**EXERCISE:** Please reproduce all of the data below exactly, leaving each picture out.

Dataset entries:
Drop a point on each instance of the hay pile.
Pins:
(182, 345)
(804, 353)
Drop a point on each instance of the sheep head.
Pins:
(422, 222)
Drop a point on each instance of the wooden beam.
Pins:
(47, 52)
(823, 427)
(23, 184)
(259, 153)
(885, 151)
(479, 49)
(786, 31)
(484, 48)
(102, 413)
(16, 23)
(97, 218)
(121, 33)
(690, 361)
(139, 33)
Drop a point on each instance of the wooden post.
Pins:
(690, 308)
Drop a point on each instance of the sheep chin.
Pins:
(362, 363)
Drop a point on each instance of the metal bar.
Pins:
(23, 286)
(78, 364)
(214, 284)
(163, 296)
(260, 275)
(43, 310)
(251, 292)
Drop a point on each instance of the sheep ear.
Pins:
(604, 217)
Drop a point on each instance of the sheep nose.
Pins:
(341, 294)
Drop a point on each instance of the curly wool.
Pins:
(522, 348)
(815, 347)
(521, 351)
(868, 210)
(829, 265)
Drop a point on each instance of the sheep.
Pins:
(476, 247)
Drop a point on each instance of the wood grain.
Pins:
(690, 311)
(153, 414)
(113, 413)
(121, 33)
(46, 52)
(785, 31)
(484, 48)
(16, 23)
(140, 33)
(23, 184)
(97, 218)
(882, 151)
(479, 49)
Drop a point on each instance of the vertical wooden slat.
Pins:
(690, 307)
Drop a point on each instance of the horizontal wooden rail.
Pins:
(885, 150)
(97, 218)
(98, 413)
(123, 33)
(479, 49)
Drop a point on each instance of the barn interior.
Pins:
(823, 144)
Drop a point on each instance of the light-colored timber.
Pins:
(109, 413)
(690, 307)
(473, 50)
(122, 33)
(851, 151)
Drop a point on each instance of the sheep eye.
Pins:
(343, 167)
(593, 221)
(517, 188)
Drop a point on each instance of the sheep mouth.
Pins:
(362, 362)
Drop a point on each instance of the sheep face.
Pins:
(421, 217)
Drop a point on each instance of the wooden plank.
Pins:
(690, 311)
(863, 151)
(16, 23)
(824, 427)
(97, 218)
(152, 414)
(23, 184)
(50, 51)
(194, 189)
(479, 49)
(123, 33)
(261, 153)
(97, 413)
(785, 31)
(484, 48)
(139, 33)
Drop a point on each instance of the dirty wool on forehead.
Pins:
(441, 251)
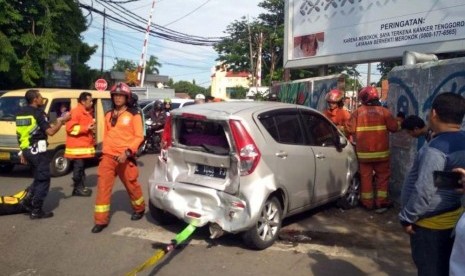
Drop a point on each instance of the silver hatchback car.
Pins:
(242, 167)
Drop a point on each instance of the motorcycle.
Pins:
(152, 139)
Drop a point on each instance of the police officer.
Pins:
(32, 128)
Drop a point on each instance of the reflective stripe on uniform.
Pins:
(366, 195)
(75, 130)
(102, 208)
(79, 151)
(26, 126)
(138, 201)
(370, 155)
(371, 128)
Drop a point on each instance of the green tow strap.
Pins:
(160, 253)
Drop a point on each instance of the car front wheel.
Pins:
(59, 164)
(266, 230)
(352, 197)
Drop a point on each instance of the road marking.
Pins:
(162, 236)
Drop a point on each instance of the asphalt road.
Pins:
(326, 241)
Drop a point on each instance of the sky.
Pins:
(205, 18)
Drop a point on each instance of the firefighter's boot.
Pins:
(37, 211)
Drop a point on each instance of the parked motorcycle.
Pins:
(152, 140)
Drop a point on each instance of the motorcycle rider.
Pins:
(167, 106)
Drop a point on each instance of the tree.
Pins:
(123, 65)
(239, 92)
(30, 38)
(189, 88)
(152, 65)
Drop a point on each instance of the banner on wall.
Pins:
(329, 31)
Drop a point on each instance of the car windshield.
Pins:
(9, 106)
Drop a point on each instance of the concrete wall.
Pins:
(412, 89)
(309, 92)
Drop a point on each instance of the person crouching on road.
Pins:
(122, 136)
(80, 141)
(32, 129)
(335, 111)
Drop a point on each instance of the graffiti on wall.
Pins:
(309, 93)
(412, 99)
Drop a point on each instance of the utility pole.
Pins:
(259, 62)
(103, 44)
(251, 54)
(369, 74)
(141, 71)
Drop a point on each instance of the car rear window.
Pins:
(209, 135)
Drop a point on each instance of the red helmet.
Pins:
(368, 94)
(122, 89)
(334, 96)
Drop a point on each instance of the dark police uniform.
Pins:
(31, 126)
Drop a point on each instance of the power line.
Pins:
(187, 14)
(135, 22)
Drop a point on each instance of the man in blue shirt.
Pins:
(428, 213)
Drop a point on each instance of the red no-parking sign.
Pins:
(101, 84)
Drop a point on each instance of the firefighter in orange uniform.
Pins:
(80, 141)
(335, 111)
(123, 134)
(370, 125)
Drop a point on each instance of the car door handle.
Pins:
(320, 156)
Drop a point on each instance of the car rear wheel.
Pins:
(59, 165)
(266, 230)
(351, 198)
(161, 216)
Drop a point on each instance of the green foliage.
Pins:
(122, 65)
(238, 92)
(152, 65)
(34, 31)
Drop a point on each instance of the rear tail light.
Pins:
(166, 139)
(163, 188)
(248, 152)
(193, 116)
(193, 214)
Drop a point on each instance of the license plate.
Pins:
(210, 171)
(4, 156)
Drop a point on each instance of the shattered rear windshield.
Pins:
(208, 135)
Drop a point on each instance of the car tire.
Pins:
(161, 216)
(59, 165)
(142, 148)
(266, 229)
(351, 198)
(6, 168)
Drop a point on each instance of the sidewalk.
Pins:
(352, 234)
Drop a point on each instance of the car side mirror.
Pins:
(342, 143)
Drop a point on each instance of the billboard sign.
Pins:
(322, 32)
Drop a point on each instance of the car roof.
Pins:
(58, 93)
(231, 108)
(179, 100)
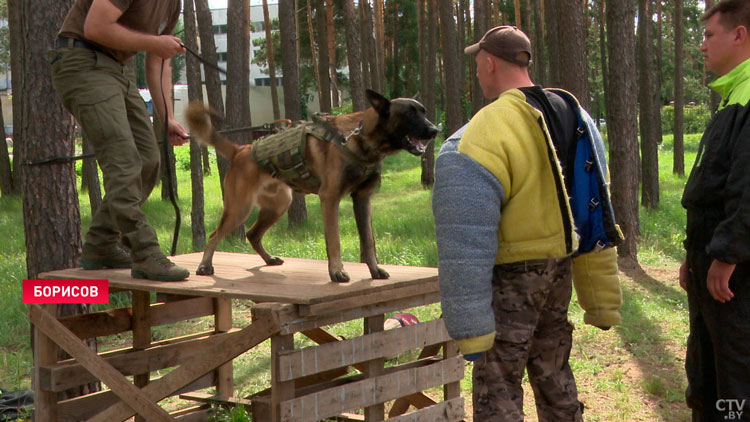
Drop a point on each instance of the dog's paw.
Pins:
(274, 261)
(205, 270)
(340, 276)
(379, 274)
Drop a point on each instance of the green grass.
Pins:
(629, 373)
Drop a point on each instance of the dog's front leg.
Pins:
(363, 217)
(330, 206)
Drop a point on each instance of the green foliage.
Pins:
(696, 117)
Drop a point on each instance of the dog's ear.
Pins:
(381, 104)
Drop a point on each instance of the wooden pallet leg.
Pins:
(374, 368)
(280, 391)
(222, 324)
(141, 333)
(45, 353)
(451, 390)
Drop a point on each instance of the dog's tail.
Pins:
(199, 121)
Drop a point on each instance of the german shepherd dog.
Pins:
(386, 128)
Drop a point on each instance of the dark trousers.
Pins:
(718, 353)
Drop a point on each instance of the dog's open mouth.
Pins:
(417, 146)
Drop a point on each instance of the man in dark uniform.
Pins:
(716, 271)
(99, 89)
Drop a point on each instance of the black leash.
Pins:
(169, 168)
(204, 61)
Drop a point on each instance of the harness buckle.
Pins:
(589, 164)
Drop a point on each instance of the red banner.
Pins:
(66, 291)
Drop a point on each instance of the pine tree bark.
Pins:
(212, 78)
(481, 25)
(571, 33)
(428, 87)
(6, 175)
(451, 60)
(292, 101)
(649, 140)
(238, 84)
(354, 56)
(17, 45)
(324, 63)
(331, 32)
(195, 93)
(52, 220)
(679, 97)
(538, 63)
(271, 64)
(622, 122)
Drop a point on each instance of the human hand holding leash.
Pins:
(177, 133)
(718, 280)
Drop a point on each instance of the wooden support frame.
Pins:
(306, 383)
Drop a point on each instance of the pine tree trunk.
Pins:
(195, 93)
(537, 44)
(292, 101)
(238, 84)
(364, 41)
(572, 40)
(554, 46)
(52, 221)
(481, 10)
(354, 55)
(621, 122)
(6, 175)
(331, 44)
(428, 85)
(324, 63)
(212, 78)
(452, 63)
(17, 45)
(649, 141)
(679, 98)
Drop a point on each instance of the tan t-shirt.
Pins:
(154, 17)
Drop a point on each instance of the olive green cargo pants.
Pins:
(102, 95)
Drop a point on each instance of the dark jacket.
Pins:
(717, 193)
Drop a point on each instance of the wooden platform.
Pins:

**REPLY:**
Drop a point on each instance of the hay pile.
Pins:
(182, 345)
(804, 353)
Drop a point on each instance of the sheep head.
Pins:
(422, 222)
Drop a point on each instance of the wooden beam.
Pins:
(47, 52)
(823, 427)
(23, 184)
(259, 153)
(885, 151)
(479, 49)
(786, 31)
(484, 48)
(102, 413)
(16, 23)
(97, 218)
(121, 33)
(690, 361)
(139, 33)
Drop a point on each instance of the wooden post.
Pins:
(690, 308)
Drop a point on each instance of the sheep chin.
Pins:
(362, 363)
Drop a point on each instance of the metal bar.
Pins:
(23, 286)
(78, 364)
(214, 284)
(163, 296)
(260, 275)
(43, 310)
(251, 292)
Drop a point on each instance of the sheep ear.
Pins:
(604, 217)
Drop a point on each instance of the sheep nose.
Pins:
(341, 294)
Drop a point on each instance of the curly wool.
Pins:
(522, 348)
(815, 347)
(521, 351)
(868, 210)
(829, 265)
Drop a point on each instance of the sheep.
Pins:
(476, 247)
Drop a point on each instance of the wood grain.
Pins:
(690, 311)
(153, 414)
(113, 413)
(121, 33)
(46, 52)
(785, 31)
(484, 48)
(16, 23)
(140, 33)
(23, 184)
(97, 218)
(882, 151)
(479, 49)
Drop a point on each instance of the vertical wooden slat.
Pins:
(690, 307)
Drop a point on each instance of the horizontal wooden rail.
Pins:
(885, 150)
(97, 218)
(98, 413)
(123, 33)
(479, 49)
Drop a point on each instance of the barn interior.
Pins:
(823, 144)
Drop a point on each instance of the light-colored timber.
Pins:
(109, 413)
(690, 307)
(473, 50)
(122, 33)
(851, 151)
Drop a point on each instance of the sheep eye.
Pins:
(343, 167)
(593, 221)
(517, 188)
Drop a point on each instance of the sheep mouth.
Pins:
(362, 362)
Drop a point on each instance of the sheep face.
Pins:
(421, 217)
Drop a point on each instance of the wooden plank.
Pins:
(690, 311)
(863, 151)
(16, 23)
(824, 427)
(97, 218)
(152, 414)
(23, 184)
(50, 51)
(194, 189)
(479, 49)
(123, 33)
(261, 153)
(97, 413)
(785, 31)
(484, 48)
(139, 33)
Drop a point on each instance of the dirty wool on forehead.
Pins:
(441, 251)
Drop a point on each instance of the silver hatchback car.
Pins:
(242, 167)
Drop a point on each instance of the motorcycle.
Pins:
(152, 139)
Drop a point on each instance of the police officer.
Pins:
(32, 128)
Drop a point on each instance of the reflective stripe on uniform.
Pins:
(366, 195)
(75, 130)
(102, 208)
(79, 151)
(26, 126)
(138, 201)
(370, 155)
(371, 128)
Drop a point on each instance of the green tow strap.
Pins:
(160, 253)
Drop a point on each instance of the car front wheel.
Pins:
(59, 164)
(266, 230)
(352, 197)
Drop a point on each instance of the road marking.
Pins:
(162, 236)
Drop a point on each instance of the asphalt road.
Pins:
(326, 241)
Drop a point on each instance of the sky.
Pins:
(205, 18)
Drop a point on each instance of the firefighter's boot.
Pins:
(37, 211)
Drop a point on each instance of the parked motorcycle.
Pins:
(152, 140)
Drop a point on each instance of the motorcycle rider.
Pins:
(167, 106)
Drop a point on each instance of the tree.
Pins:
(123, 65)
(239, 92)
(30, 38)
(189, 88)
(152, 65)
Drop a point on each instance of the banner on wall.
Pins:
(329, 31)
Drop a point on each instance of the car windshield.
Pins:
(9, 106)
Drop a point on each instance of the concrete wall.
Pins:
(412, 89)
(309, 92)
Drop a point on each instance of the person crouching on road.
Pins:
(122, 136)
(80, 141)
(32, 129)
(335, 111)
Drop a point on each instance of the graffiti on wall.
Pins:
(309, 93)
(412, 99)
Drop a point on each instance of the utility pole.
Pins:
(259, 62)
(103, 44)
(251, 54)
(369, 74)
(141, 71)
Drop a point on each instance of the car rear window.
Pins:
(209, 135)
Drop a point on each instance of the red helmet.
Pins:
(368, 94)
(122, 89)
(334, 96)
Drop a point on each instance of the dark police uniform.
Pins:
(31, 126)
Drop a point on each instance of the power line.
Pins:
(187, 14)
(135, 22)
Drop a point on each instance of the man in blue shirt.
Pins:
(428, 213)
Drop a point on each instance of the red no-parking sign.
Pins:
(101, 84)
Drop a point on each instance of the firefighter in orange uniform.
Pins:
(80, 141)
(335, 111)
(123, 134)
(370, 125)
Drop a point on each instance of the car door handle.
Pins:
(320, 156)
Drop a point on each instance of the car rear wheel.
Pins:
(59, 165)
(266, 230)
(351, 198)
(161, 216)
Drop a point on each instance of the green foliage.
Pins:
(122, 65)
(238, 92)
(152, 65)
(34, 31)
Drop a point on each instance of the rear tail light.
Pins:
(166, 139)
(163, 188)
(248, 152)
(193, 116)
(193, 214)
Drop a point on each instance of the license plate.
Pins:
(210, 171)
(4, 156)
Drop a point on each instance of the shattered rear windshield.
Pins:
(208, 135)
Drop a point on each instance of the car tire.
Pins:
(161, 216)
(59, 165)
(142, 148)
(266, 229)
(351, 198)
(6, 168)
Drop a point on each instance of the sidewalk.
Pins:
(352, 234)
Drop a point on each instance of the car side mirror.
Pins:
(342, 143)
Drop a point on each instance of the billboard sign.
Pins:
(322, 32)
Drop a point on each instance of the car roof.
Pins:
(58, 93)
(231, 108)
(179, 100)
Drop a point on each instance of the dog's paw.
Pins:
(274, 261)
(205, 270)
(340, 276)
(379, 274)
Drop a point on each instance of the green grass.
Pins:
(629, 373)
Drop a point on each instance of the dog's front leg.
Pins:
(363, 217)
(330, 206)
Drop a point on each instance of the green foliage.
Pins:
(696, 117)
Drop a point on each instance of the dog's ear.
Pins:
(381, 104)
Drop a point on each instance of the wooden pallet leg.
Pins:
(374, 368)
(280, 391)
(222, 324)
(141, 333)
(45, 353)
(451, 390)
Drop a point on each instance of the dog's tail.
Pins:
(199, 121)
Drop a point on each instance of the german shepherd dog.
Pins:
(386, 128)
Drop a point on each instance of the dark trousers.
Pins:
(718, 353)
Drop a point on each instance of the dog's open mouth.
Pins:
(417, 146)
Drop a point on each instance of the man in dark uniform.
Pins:
(716, 271)
(99, 89)
Drop a point on each instance of the black leash.
Pins:
(169, 168)
(204, 61)
Drop a point on each instance of the harness buckle.
Pins:
(589, 164)
Drop a point on each instance of the red banner.
Pins:
(66, 291)
Drop a point on each instance of the pine tree bark.
Pins:
(212, 78)
(481, 25)
(571, 33)
(428, 87)
(6, 175)
(451, 60)
(292, 101)
(649, 140)
(238, 84)
(354, 56)
(17, 45)
(324, 63)
(331, 32)
(195, 93)
(52, 220)
(679, 97)
(538, 63)
(271, 64)
(622, 122)
Drop a point on each instance of the human hand holding leash.
Pins:
(177, 133)
(718, 280)
Drop a point on each instance of the wooden support frame.
Pins:
(306, 383)
Drop a point on each instance of the pine tree trunk.
Pins:
(195, 93)
(537, 44)
(292, 101)
(238, 84)
(364, 41)
(572, 40)
(554, 46)
(52, 221)
(481, 10)
(354, 55)
(621, 122)
(6, 175)
(331, 44)
(428, 85)
(324, 63)
(212, 78)
(452, 63)
(17, 45)
(649, 141)
(679, 98)
Drop a point on each instance of the tan t-shirt.
Pins:
(154, 17)
Drop a point on each instance of the olive green cargo pants.
Pins:
(102, 95)
Drop a point on each instance of the dark jacket.
Pins:
(717, 193)
Drop a point on each instance of the wooden platform.
Pins:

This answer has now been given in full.